* **Material shown**
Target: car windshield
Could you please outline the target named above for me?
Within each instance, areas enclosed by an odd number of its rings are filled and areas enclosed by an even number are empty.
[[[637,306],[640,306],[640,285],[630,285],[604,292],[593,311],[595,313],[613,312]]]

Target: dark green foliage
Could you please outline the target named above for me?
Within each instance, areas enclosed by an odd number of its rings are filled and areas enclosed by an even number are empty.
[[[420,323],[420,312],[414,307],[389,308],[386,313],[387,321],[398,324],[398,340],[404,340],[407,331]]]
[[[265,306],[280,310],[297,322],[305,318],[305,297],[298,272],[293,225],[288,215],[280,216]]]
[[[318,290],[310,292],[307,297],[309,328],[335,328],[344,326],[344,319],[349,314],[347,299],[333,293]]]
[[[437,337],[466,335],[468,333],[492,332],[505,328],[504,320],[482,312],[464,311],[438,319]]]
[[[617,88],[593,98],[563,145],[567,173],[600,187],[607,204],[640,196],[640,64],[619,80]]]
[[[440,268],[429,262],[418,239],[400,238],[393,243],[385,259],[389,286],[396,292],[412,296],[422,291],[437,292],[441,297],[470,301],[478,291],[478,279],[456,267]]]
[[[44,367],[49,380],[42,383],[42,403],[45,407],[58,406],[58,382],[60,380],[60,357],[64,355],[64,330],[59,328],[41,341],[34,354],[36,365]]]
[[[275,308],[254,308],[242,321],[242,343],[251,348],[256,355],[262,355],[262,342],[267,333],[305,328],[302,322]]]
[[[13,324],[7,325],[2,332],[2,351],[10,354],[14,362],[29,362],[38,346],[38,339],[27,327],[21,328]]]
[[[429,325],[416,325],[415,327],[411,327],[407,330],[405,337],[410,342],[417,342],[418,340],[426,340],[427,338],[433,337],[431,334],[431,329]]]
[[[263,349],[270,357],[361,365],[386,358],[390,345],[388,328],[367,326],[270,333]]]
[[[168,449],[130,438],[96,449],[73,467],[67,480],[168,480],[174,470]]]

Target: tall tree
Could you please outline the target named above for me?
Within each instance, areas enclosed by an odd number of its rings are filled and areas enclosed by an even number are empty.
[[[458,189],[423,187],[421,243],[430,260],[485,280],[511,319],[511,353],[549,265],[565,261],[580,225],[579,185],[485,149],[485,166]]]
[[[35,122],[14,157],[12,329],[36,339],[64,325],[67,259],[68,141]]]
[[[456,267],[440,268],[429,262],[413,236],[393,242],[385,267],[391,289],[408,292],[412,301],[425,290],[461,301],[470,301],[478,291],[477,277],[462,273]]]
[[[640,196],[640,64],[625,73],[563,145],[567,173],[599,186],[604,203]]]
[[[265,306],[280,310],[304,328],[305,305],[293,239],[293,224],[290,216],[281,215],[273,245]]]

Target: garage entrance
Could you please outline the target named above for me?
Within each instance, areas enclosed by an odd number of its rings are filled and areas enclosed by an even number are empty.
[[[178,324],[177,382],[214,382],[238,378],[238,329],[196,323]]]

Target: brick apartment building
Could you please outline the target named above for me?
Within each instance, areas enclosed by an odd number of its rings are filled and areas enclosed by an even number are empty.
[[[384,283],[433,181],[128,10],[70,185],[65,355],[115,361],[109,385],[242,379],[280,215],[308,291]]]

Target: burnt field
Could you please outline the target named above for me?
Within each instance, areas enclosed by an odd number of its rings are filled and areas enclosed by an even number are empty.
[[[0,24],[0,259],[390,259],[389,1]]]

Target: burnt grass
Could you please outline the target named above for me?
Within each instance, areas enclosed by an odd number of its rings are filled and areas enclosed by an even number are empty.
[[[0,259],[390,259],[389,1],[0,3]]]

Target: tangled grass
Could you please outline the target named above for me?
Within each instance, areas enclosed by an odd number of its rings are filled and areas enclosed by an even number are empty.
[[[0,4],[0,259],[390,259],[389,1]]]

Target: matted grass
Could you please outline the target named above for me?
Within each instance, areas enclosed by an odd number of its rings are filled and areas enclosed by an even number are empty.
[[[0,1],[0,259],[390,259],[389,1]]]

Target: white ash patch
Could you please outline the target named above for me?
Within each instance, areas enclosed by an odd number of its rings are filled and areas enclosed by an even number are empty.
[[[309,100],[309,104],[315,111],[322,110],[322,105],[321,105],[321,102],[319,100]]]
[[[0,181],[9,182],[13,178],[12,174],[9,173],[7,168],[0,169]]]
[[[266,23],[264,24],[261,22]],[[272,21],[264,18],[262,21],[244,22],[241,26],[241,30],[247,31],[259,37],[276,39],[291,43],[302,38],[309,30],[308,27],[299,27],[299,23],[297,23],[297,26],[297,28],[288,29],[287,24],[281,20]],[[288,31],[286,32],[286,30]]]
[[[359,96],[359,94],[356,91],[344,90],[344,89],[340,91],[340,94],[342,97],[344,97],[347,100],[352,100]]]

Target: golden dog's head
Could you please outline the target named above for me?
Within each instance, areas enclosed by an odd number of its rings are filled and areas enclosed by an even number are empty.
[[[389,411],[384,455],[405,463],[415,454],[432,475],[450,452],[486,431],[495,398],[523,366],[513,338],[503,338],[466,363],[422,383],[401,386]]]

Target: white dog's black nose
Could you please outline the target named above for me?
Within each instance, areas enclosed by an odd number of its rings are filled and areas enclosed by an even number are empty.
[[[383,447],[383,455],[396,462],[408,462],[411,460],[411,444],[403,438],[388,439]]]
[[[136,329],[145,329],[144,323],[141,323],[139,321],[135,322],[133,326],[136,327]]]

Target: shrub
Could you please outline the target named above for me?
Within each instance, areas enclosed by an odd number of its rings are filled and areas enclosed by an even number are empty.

* **Problem to work on**
Reproduce all of the entries verbatim.

* **Solution**
Target: car windshield
Could you please outline the target named above for me?
Within each instance, areas enclosed by an odd number of its rings are filled and areas enclosed by an even number are empty.
[[[637,306],[640,306],[640,285],[630,285],[604,292],[593,311],[595,313],[613,312]]]

Target: dark green foliage
Could you please outline the target named above for me?
Within each instance, areas enclosed by an odd number of its rings are filled and areas enclosed by an even number are empty.
[[[420,323],[420,312],[414,307],[389,308],[386,313],[387,321],[398,324],[398,340],[404,340],[407,331]]]
[[[265,306],[280,310],[297,322],[305,318],[305,297],[298,272],[293,225],[288,215],[280,216]]]
[[[318,290],[310,292],[307,297],[309,328],[335,328],[344,326],[344,319],[349,314],[347,299],[333,293]]]
[[[437,337],[466,335],[468,333],[492,332],[505,328],[504,320],[482,312],[464,311],[438,319]]]
[[[617,88],[593,98],[563,145],[567,173],[600,187],[607,204],[640,196],[640,64],[619,80]]]
[[[440,268],[429,262],[418,239],[400,238],[393,243],[385,259],[389,286],[396,292],[412,296],[422,291],[437,292],[441,297],[470,301],[478,291],[478,279],[456,267]]]
[[[44,367],[49,380],[42,383],[42,403],[45,407],[58,406],[58,382],[60,380],[60,357],[64,355],[64,330],[59,328],[41,341],[34,354],[36,365]]]
[[[275,308],[254,308],[242,321],[242,343],[251,348],[256,355],[262,355],[262,342],[267,333],[305,328],[302,322]]]
[[[13,324],[7,325],[2,332],[2,351],[10,354],[14,362],[29,362],[38,346],[38,339],[27,327],[21,328]]]
[[[429,325],[416,325],[415,327],[411,327],[407,330],[405,337],[410,342],[417,342],[418,340],[426,340],[427,338],[433,337],[431,334],[431,329]]]
[[[263,349],[270,357],[361,365],[386,358],[390,345],[388,328],[367,326],[270,333]]]
[[[168,449],[130,438],[96,449],[73,467],[67,480],[168,480],[174,470]]]

Target: tall tree
Could you please outline the target named above for me?
Within each instance, areas enclosed by an odd number of its rings are filled and areas enclosed by an even number are empty.
[[[458,189],[423,187],[421,243],[430,260],[485,280],[511,319],[511,353],[549,265],[565,261],[580,225],[579,185],[485,149],[485,166]]]
[[[35,122],[14,157],[12,329],[36,339],[64,325],[67,259],[68,141]]]
[[[456,267],[440,268],[429,262],[413,236],[393,242],[385,267],[391,289],[408,292],[412,301],[425,290],[461,301],[470,301],[478,291],[477,277],[462,273]]]
[[[640,196],[640,64],[625,73],[563,145],[567,173],[599,186],[604,203]]]
[[[265,306],[280,310],[304,328],[305,305],[293,239],[293,224],[290,216],[281,215],[273,245]]]

Target: garage entrance
Could you please outline the target named above for me?
Within each instance, areas enclosed by an odd number of its rings are filled and areas enclosed by an even number are empty.
[[[178,324],[177,382],[214,382],[238,378],[238,329],[196,323]]]

Target: brick apartment building
Could you please outline the target named above for me?
Within each instance, areas enclosed by an odd number of its rings are filled and areas enclosed by an even number are empty.
[[[384,283],[433,181],[128,10],[70,185],[65,355],[115,361],[109,385],[242,379],[280,215],[308,291]]]

Target: burnt field
Could you please outline the target named above for me?
Within each instance, areas enclosed by an odd number of its rings are filled and areas enclosed by an even number are empty.
[[[0,24],[0,259],[390,259],[389,1]]]

Target: burnt grass
Could you please outline the target named above for me?
Within each instance, areas enclosed by an odd number of its rings are filled and areas enclosed by an even number are empty.
[[[0,259],[390,259],[389,1],[0,3]]]

Target: tangled grass
Could you please outline the target named above for me?
Within each instance, areas enclosed by an odd number of its rings are filled and areas enclosed by an even number are empty.
[[[0,4],[0,259],[390,259],[389,1]]]

Target: matted grass
Could you please outline the target named above for me?
Within each instance, areas enclosed by an odd number of its rings are filled and areas enclosed by an even number are empty.
[[[0,1],[0,259],[390,259],[389,1]]]

Target: white ash patch
Could you please outline the target named above for me?
Within each instance, areas enclosed by an odd number of its rings are filled and areas enclosed by an even number are empty.
[[[309,100],[309,104],[315,111],[322,110],[322,105],[321,105],[321,102],[319,100]]]
[[[0,181],[9,182],[13,178],[12,174],[9,173],[7,168],[0,169]]]
[[[266,23],[264,24],[261,22]],[[272,21],[264,18],[262,21],[244,22],[241,26],[241,30],[247,31],[259,37],[276,39],[291,43],[302,38],[309,30],[308,27],[299,27],[299,23],[297,23],[297,26],[297,28],[288,29],[287,24],[281,20]],[[288,31],[286,32],[286,30]]]
[[[359,96],[359,94],[356,91],[344,90],[344,89],[340,91],[340,94],[342,97],[344,97],[347,100],[352,100]]]

Target: golden dog's head
Could you please outline the target named above for me?
Within each instance, areas enclosed by an odd number of its rings are filled and areas enclosed by an even number are empty.
[[[389,411],[384,455],[405,463],[415,454],[432,475],[450,452],[486,431],[495,398],[523,366],[513,338],[503,338],[466,363],[422,383],[401,386]]]

Target: white dog's black nose
Could you please outline the target named above for me?
Within each instance, areas enclosed by an odd number of its rings are filled and areas enclosed by an even number are empty.
[[[383,447],[383,455],[396,462],[408,462],[411,460],[411,444],[403,438],[388,439]]]
[[[136,329],[145,329],[144,323],[141,323],[139,321],[135,322],[133,326],[136,327]]]

Target: shrub
Could you please outline the target named above for me?
Within each instance, areas enclosed by an odd number of its rings are filled and areas enclosed by an even number are empty.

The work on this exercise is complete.